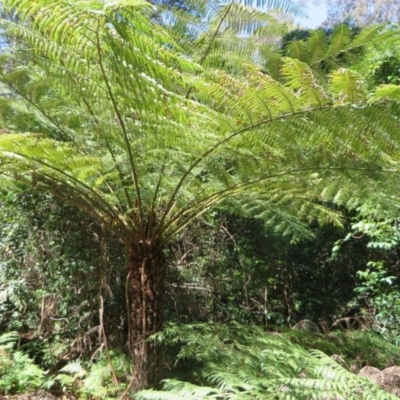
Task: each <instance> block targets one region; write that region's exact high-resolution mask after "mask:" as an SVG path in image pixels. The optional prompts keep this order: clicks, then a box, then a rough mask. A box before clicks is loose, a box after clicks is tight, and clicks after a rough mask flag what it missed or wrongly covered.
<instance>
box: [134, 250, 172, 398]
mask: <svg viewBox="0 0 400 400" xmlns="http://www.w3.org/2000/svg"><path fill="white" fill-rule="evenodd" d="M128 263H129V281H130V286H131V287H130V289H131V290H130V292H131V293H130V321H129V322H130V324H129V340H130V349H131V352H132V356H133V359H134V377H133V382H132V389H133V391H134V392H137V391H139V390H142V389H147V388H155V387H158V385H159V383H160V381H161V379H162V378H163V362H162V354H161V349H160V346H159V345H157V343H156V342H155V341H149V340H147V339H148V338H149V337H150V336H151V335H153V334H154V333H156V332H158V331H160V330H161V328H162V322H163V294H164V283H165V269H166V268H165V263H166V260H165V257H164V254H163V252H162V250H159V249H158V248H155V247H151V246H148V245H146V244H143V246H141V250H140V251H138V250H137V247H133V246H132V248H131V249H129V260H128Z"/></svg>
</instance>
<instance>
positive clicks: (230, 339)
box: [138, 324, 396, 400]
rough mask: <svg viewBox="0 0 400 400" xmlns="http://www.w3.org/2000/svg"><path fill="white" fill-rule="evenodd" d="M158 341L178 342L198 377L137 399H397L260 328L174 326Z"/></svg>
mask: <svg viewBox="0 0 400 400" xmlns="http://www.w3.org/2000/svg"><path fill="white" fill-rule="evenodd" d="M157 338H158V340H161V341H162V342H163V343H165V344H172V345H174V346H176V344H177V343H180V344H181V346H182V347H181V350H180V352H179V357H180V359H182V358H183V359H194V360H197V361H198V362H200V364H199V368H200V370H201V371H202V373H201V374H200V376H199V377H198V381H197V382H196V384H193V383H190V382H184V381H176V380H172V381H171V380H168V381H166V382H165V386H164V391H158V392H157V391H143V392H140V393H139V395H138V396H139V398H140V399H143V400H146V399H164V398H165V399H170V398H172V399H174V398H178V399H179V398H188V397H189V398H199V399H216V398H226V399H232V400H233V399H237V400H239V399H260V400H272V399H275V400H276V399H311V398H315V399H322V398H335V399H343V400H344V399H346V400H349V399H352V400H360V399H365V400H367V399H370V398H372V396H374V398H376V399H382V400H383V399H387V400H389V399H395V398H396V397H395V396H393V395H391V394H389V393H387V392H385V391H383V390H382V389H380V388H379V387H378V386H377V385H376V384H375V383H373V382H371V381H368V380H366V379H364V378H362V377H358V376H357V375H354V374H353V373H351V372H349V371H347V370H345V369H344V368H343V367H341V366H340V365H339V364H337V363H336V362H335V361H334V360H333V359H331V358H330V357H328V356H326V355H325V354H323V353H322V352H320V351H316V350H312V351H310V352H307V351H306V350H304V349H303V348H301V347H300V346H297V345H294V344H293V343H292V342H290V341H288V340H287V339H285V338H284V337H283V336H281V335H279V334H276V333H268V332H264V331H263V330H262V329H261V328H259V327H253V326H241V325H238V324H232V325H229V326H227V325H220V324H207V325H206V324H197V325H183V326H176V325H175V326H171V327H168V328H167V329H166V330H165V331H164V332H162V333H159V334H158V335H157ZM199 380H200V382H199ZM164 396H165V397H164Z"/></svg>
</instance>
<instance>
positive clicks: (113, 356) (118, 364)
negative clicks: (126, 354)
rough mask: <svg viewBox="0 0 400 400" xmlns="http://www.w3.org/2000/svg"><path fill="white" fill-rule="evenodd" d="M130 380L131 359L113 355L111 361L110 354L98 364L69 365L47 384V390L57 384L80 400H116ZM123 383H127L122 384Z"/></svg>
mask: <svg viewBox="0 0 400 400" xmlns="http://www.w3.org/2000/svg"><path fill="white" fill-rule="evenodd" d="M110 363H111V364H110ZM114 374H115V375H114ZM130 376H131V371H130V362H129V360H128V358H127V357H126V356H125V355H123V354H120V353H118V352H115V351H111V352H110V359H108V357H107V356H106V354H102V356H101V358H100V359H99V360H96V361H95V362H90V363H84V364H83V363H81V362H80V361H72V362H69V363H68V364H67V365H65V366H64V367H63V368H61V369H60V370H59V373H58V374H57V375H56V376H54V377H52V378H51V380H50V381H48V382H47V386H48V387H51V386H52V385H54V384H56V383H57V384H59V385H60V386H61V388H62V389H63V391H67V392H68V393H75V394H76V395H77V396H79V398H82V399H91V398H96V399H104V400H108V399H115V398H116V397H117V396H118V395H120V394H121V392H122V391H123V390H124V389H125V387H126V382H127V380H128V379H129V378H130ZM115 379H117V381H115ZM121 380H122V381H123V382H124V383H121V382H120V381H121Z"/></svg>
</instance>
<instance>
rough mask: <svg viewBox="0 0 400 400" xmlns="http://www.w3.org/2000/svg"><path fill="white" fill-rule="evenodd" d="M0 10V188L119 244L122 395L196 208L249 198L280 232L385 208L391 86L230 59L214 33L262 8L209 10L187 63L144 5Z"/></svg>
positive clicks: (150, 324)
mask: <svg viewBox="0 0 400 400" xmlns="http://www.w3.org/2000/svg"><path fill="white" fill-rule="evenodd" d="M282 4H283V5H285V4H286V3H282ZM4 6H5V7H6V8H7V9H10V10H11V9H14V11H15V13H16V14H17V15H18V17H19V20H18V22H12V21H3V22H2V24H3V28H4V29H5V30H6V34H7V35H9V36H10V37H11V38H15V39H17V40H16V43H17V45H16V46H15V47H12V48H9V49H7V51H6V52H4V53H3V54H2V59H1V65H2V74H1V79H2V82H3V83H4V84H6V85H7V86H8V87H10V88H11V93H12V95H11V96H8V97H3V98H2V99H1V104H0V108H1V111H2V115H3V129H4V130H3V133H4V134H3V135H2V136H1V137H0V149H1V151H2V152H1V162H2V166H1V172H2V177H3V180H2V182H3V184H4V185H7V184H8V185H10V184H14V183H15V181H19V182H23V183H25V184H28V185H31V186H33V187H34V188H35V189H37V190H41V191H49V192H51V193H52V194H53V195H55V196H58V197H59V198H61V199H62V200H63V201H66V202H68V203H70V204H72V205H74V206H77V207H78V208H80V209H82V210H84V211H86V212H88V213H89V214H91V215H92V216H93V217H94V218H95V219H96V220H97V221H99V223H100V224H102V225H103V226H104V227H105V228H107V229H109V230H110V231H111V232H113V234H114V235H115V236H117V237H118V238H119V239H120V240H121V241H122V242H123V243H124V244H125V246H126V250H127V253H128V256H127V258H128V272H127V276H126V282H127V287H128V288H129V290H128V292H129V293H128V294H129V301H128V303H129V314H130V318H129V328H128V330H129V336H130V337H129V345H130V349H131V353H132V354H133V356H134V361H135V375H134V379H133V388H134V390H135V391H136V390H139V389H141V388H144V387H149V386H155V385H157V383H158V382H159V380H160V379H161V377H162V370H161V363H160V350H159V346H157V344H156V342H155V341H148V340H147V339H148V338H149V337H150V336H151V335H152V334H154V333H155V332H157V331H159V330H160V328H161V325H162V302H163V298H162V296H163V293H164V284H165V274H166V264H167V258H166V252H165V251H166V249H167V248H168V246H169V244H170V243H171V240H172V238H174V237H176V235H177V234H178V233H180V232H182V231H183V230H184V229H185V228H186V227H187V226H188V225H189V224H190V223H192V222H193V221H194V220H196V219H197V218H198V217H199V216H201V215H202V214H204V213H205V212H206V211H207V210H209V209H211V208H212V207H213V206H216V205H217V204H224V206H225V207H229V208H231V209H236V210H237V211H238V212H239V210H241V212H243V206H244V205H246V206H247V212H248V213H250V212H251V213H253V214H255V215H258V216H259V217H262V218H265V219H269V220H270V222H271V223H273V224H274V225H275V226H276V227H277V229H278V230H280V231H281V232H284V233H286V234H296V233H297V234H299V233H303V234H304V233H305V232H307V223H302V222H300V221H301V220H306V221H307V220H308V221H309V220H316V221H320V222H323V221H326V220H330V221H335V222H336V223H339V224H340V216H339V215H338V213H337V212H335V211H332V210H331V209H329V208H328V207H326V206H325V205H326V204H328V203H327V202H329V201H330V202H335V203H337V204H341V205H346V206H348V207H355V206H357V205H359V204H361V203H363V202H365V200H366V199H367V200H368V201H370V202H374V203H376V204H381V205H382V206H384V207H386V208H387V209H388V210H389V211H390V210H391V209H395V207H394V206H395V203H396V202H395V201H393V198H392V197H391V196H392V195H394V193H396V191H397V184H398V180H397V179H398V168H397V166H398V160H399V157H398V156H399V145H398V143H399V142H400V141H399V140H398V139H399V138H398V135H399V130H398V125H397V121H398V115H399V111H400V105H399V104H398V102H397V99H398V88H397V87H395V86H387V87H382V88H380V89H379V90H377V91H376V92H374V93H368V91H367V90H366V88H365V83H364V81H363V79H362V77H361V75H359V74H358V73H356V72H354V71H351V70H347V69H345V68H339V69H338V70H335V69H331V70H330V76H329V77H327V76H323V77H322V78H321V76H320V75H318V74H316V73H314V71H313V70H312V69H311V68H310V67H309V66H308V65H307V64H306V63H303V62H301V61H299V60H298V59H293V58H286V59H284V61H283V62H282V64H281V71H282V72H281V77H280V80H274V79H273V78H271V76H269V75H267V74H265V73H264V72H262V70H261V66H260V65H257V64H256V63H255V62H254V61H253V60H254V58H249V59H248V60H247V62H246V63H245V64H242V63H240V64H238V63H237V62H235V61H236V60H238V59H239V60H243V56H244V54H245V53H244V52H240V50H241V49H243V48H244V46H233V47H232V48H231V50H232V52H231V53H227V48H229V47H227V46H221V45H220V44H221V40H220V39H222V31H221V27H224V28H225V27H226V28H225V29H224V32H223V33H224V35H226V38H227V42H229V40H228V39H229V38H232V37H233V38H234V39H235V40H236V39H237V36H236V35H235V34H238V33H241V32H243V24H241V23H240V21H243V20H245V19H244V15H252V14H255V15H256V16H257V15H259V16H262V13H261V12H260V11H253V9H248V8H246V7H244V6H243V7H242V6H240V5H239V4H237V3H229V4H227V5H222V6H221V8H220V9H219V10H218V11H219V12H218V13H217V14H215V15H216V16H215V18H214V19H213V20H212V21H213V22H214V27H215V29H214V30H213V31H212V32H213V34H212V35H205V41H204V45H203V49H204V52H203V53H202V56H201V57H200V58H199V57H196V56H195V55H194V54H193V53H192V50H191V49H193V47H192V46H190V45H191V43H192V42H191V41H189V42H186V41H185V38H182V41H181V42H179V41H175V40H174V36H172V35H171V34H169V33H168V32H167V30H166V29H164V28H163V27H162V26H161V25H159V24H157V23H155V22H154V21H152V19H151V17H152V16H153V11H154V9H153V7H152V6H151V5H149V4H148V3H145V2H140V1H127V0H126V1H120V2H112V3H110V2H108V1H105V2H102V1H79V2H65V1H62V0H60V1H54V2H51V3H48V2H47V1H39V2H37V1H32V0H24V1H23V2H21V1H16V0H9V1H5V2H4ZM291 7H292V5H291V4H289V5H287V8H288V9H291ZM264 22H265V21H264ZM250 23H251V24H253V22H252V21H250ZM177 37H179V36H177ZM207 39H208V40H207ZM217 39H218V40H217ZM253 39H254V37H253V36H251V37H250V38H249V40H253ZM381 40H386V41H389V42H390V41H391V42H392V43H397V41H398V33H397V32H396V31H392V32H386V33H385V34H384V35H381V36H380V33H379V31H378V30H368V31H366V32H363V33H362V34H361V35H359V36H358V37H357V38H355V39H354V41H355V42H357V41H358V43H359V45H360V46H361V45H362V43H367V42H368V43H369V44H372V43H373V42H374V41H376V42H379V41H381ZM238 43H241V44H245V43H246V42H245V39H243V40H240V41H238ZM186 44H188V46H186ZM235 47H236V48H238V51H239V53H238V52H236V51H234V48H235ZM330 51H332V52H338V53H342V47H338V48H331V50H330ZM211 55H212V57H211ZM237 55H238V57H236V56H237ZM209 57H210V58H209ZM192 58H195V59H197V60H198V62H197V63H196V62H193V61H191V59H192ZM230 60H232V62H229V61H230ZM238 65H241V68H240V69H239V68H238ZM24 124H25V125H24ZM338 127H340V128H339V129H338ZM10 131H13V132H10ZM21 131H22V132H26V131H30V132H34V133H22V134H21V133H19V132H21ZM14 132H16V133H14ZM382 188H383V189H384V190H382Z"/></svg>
+ + + +
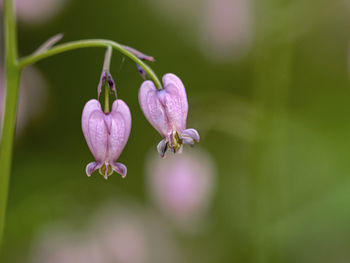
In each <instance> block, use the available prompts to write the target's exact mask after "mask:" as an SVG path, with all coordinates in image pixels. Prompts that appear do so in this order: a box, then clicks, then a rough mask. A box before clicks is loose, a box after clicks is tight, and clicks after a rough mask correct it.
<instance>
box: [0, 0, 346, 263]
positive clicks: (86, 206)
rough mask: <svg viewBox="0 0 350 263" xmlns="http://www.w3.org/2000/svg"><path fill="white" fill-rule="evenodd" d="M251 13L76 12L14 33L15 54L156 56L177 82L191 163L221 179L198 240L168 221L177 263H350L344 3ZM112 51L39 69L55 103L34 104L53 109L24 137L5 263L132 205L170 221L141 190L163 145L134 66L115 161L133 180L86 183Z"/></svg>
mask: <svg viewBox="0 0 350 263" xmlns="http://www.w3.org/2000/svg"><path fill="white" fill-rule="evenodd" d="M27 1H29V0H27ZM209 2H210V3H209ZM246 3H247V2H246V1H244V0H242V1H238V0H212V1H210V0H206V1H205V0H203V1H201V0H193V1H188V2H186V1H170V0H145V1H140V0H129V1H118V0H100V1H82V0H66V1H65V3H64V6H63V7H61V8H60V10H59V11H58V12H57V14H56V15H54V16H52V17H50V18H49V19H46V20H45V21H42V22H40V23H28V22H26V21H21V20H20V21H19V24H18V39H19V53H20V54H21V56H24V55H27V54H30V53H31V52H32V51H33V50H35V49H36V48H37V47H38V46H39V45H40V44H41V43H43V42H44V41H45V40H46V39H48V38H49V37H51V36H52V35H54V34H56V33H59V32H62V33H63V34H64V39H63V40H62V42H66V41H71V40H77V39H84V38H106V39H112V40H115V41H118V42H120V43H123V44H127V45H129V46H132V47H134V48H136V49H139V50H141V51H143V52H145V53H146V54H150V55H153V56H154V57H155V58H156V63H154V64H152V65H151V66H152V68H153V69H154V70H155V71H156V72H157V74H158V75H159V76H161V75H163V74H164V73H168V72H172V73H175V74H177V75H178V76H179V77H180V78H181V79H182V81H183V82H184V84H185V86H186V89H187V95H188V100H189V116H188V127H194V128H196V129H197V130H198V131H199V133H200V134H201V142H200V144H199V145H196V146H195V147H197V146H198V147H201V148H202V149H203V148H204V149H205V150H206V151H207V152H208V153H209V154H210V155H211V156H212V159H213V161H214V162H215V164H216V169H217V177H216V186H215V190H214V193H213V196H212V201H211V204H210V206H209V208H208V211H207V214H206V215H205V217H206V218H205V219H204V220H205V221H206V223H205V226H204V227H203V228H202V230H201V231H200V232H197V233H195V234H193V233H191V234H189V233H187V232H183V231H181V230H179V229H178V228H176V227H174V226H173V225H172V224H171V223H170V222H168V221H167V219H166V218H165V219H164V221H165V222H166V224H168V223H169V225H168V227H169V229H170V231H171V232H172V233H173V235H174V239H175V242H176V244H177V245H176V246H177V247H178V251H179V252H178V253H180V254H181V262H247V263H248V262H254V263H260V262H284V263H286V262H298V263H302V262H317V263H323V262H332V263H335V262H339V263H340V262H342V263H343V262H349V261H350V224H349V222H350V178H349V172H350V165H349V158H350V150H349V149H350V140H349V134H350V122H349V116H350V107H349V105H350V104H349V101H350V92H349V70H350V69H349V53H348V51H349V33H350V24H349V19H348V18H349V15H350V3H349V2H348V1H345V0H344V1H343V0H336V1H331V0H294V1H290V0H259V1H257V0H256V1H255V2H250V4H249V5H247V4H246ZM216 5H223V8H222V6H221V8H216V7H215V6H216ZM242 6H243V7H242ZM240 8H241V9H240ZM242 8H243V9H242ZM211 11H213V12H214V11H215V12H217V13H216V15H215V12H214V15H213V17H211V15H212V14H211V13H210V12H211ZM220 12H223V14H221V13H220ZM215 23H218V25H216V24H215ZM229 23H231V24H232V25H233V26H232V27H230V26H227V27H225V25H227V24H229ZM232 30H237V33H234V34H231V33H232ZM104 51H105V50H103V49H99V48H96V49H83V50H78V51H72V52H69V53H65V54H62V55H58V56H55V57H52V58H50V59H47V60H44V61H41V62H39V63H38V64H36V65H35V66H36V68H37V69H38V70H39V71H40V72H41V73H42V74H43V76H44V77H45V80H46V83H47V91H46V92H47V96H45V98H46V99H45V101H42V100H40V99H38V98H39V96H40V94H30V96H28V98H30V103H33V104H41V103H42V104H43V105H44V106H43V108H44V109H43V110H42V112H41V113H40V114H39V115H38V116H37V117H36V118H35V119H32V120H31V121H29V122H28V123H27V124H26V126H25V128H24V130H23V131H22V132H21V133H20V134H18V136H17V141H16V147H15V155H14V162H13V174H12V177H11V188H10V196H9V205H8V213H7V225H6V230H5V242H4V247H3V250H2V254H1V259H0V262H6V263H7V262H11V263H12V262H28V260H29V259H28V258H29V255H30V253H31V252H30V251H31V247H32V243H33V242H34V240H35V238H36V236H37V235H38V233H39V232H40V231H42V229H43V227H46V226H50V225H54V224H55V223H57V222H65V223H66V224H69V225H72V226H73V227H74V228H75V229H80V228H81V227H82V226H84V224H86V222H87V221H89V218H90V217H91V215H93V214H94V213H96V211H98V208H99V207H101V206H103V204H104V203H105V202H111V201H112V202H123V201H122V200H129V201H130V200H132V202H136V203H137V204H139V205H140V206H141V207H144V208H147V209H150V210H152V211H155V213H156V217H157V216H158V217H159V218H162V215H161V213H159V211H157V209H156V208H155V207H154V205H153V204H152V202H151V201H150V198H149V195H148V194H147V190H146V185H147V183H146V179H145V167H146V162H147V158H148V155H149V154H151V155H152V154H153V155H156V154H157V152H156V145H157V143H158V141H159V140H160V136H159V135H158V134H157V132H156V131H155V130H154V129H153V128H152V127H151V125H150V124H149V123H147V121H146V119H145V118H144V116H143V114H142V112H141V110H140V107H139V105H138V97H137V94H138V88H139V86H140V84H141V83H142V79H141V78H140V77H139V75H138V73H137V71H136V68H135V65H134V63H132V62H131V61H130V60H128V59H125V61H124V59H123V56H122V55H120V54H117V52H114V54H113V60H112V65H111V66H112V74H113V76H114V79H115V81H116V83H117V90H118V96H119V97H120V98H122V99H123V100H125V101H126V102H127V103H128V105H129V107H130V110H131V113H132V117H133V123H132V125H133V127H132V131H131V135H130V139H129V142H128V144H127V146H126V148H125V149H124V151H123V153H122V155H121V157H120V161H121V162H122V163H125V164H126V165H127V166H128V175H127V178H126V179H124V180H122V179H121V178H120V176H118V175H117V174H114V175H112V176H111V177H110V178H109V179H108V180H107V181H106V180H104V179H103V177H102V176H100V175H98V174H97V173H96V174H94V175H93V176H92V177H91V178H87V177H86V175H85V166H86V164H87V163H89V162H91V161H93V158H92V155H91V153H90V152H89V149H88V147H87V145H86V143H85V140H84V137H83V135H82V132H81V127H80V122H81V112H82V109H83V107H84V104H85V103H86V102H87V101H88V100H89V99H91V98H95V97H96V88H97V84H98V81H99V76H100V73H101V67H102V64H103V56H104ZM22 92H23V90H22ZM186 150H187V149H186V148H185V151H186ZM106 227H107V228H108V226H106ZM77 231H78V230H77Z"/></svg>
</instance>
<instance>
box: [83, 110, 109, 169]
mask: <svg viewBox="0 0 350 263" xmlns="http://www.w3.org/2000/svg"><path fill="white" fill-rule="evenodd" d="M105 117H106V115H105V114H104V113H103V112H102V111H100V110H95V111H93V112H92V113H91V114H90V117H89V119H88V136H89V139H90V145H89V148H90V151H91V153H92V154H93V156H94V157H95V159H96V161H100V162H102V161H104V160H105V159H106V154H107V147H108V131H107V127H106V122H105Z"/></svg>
+ + + +
## EXERCISE GOAL
List every line in the entries above that contains the word "positive".

## ANSWER AREA
positive clicks: (230, 339)
positive clicks: (113, 356) (118, 364)
positive clicks: (150, 324)
positive clicks: (86, 206)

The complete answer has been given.